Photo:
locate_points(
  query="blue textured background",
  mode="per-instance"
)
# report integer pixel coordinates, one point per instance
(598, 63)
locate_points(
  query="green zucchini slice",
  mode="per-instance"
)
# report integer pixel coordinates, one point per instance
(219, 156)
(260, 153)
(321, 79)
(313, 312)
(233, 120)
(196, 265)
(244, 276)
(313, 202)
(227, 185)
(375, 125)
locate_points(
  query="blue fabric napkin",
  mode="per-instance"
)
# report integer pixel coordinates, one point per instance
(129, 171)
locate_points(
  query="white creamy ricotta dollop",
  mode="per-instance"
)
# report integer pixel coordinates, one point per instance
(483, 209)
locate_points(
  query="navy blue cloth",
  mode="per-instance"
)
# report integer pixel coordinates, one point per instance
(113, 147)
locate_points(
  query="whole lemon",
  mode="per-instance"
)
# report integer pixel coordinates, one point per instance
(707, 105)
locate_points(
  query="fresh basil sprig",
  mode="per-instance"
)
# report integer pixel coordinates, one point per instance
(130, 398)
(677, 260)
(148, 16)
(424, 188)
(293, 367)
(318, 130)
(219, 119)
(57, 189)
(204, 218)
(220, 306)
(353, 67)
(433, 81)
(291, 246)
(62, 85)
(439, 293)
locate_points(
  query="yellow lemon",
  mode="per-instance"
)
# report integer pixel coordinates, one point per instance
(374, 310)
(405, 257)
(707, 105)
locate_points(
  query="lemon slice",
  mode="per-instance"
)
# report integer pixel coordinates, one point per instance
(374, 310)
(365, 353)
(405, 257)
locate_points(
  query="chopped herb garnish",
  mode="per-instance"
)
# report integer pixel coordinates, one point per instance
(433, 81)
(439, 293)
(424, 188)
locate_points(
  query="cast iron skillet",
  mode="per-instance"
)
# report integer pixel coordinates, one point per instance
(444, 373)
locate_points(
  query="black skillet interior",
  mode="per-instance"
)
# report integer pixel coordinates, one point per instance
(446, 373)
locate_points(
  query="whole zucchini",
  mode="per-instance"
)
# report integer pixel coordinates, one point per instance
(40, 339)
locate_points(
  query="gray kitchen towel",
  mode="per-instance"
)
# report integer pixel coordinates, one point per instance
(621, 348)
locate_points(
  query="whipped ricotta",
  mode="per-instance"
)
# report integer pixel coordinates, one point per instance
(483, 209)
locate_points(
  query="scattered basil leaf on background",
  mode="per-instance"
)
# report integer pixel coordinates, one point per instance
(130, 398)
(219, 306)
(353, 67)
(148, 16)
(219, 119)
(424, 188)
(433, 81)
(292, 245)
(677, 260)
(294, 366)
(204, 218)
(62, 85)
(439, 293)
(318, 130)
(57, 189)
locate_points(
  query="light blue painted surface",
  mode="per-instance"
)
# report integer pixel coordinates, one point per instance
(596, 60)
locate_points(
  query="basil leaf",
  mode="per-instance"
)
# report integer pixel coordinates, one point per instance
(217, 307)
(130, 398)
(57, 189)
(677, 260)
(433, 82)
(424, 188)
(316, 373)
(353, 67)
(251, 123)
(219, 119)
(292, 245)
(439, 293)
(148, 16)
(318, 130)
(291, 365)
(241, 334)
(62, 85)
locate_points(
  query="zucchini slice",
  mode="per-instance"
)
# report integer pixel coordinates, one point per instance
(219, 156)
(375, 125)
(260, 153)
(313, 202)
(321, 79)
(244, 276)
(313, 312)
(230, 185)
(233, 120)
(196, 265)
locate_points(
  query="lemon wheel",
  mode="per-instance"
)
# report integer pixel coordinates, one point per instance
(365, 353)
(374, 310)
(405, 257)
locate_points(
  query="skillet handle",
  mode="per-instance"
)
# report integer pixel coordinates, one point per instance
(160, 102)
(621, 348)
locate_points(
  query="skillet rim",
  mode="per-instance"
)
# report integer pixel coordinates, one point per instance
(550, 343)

(Stated problem)
Transcribe each entry exactly.

(Output for this exercise)
Photo:
locate_points(
  query="blue textured background",
  mode="per-instance"
)
# report integer pixel coordinates, one point per instance
(598, 63)
locate_points(
  query="green zucchini slice",
  mode="per-instance"
)
# report integer pixel coordinates, one point per instance
(219, 156)
(260, 153)
(321, 79)
(313, 312)
(233, 120)
(196, 265)
(244, 276)
(313, 202)
(227, 185)
(375, 125)
locate_points(
  query="blue fabric napkin",
  mode="per-instance"
)
# report integer pixel coordinates, one point per instance
(129, 171)
locate_points(
  query="white creamy ricotta dollop",
  mode="per-instance"
)
# report integer pixel coordinates, one point per instance
(483, 209)
locate_points(
  query="navy blue cloth",
  mode="per-instance"
)
# report integer pixel coordinates, one point per instance
(113, 147)
locate_points(
  query="whole lemon",
  mode="per-instance"
)
# report integer pixel coordinates, one point per instance
(707, 105)
locate_points(
  query="fresh basil sprig",
  mode="per-instance"
)
# report integer pixel coordinates, one point per instance
(130, 398)
(677, 260)
(148, 16)
(424, 188)
(293, 367)
(318, 130)
(219, 119)
(57, 189)
(204, 218)
(220, 306)
(353, 67)
(433, 81)
(291, 246)
(62, 85)
(439, 293)
locate_points(
  query="yellow lemon",
  mode="per-instance"
)
# report integer pixel coordinates, one point per instance
(374, 310)
(405, 257)
(707, 105)
locate_points(
  query="lemon slice",
  mode="per-instance"
)
# report integer pixel coordinates, one point per instance
(374, 310)
(365, 353)
(405, 257)
locate_points(
  query="chopped herb garnish",
  mode="per-instance"
)
# report integer pixel coordinates, one point per instance
(433, 81)
(439, 293)
(424, 188)
locate_points(
  query="cast iron skillet",
  mode="per-instance"
)
# report integer pixel coordinates, one point per instance
(444, 373)
locate_points(
  query="black skillet interior",
  mode="per-instance"
)
# report integer pixel coordinates, one point per instance
(446, 373)
locate_points(
  query="whole zucchini",
  mode="per-instance"
)
# report integer pixel coordinates, one point per instance
(40, 339)
locate_points(
  query="gray kitchen towel",
  mode="per-instance"
)
# report integer pixel coordinates, one point per instance
(621, 348)
locate_points(
  query="whipped ricotta",
  mode="per-instance"
)
# report integer pixel coordinates, one point per instance
(483, 209)
locate_points(
  query="scattered basil leaf on background",
  mode="per-instance"
)
# report integer pixel coordinates, one point per instance
(130, 398)
(219, 306)
(353, 67)
(148, 16)
(219, 119)
(424, 188)
(433, 81)
(292, 245)
(677, 260)
(294, 366)
(204, 218)
(62, 85)
(439, 293)
(318, 130)
(57, 189)
locate_points(
  query="light blue painted surface",
  mode="per-instance"
)
# report integer pixel coordinates, one point per instance
(596, 60)
locate_points(
  query="basil leaf",
  mode="per-instance"
)
# report integer pixel coordinates, one point per instance
(217, 307)
(130, 398)
(57, 189)
(677, 260)
(433, 82)
(424, 188)
(316, 373)
(353, 67)
(251, 123)
(219, 119)
(292, 245)
(439, 293)
(148, 16)
(318, 130)
(291, 365)
(241, 334)
(62, 85)
locate_points(
  query="zucchini slice",
  mode="per-instance"
)
# report integer pixel coordinates, one point per instance
(219, 156)
(375, 125)
(260, 153)
(313, 202)
(321, 79)
(244, 276)
(313, 312)
(230, 185)
(233, 120)
(196, 265)
locate_points(
  query="lemon wheel",
  mode="per-instance"
)
# report integer pixel coordinates, one point per instance
(365, 353)
(374, 310)
(405, 257)
locate_points(
  query="skillet handle",
  mode="per-instance"
)
# report integer pixel coordinates, one point per instance
(160, 102)
(621, 348)
locate_points(
  query="skillet rim",
  mode="per-instance"
)
# report integer pixel coordinates, one point per instance
(550, 343)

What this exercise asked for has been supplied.